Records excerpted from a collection
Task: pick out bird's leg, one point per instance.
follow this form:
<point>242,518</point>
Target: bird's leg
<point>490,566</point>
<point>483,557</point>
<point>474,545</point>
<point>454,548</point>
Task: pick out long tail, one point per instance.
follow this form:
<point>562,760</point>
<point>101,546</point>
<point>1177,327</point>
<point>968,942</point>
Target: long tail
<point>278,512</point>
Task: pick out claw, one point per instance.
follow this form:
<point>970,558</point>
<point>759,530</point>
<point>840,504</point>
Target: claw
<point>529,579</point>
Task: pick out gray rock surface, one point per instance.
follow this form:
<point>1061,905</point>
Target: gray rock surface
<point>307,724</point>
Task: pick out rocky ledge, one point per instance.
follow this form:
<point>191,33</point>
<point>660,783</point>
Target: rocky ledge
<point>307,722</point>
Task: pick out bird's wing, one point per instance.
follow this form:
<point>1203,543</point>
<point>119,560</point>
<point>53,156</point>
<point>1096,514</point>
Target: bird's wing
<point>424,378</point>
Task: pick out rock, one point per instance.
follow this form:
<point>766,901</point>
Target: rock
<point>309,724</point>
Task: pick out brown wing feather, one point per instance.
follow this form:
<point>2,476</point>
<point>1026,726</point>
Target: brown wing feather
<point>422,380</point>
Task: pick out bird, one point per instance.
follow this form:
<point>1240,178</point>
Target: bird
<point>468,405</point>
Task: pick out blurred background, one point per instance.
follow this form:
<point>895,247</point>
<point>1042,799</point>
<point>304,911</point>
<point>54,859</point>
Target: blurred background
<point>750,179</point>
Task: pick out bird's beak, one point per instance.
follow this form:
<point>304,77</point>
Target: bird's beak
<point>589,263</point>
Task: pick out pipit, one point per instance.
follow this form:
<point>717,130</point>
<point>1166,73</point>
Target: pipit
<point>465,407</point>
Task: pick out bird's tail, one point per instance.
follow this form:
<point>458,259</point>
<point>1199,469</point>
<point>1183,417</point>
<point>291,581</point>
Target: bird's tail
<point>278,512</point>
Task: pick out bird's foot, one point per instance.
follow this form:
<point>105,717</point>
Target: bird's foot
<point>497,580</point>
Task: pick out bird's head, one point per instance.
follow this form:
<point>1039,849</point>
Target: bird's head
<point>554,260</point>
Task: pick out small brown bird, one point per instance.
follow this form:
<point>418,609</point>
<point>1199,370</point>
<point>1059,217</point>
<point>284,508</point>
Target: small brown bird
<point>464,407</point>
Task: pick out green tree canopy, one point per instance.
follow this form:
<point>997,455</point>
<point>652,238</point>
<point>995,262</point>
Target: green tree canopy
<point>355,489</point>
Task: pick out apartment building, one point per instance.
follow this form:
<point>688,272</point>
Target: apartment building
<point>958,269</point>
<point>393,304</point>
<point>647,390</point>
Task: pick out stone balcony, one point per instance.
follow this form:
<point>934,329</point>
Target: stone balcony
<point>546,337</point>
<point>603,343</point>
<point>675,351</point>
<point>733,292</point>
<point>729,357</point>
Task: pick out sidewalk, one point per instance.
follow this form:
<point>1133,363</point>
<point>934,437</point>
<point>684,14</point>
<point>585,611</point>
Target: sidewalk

▶ _YOUR ASSIGNMENT_
The word "sidewalk" appears in some lines above. Return every one of those lines.

▶ _RESULT OF THIS EXERCISE_
Task: pick out sidewalk, one point per instance.
Target: sidewalk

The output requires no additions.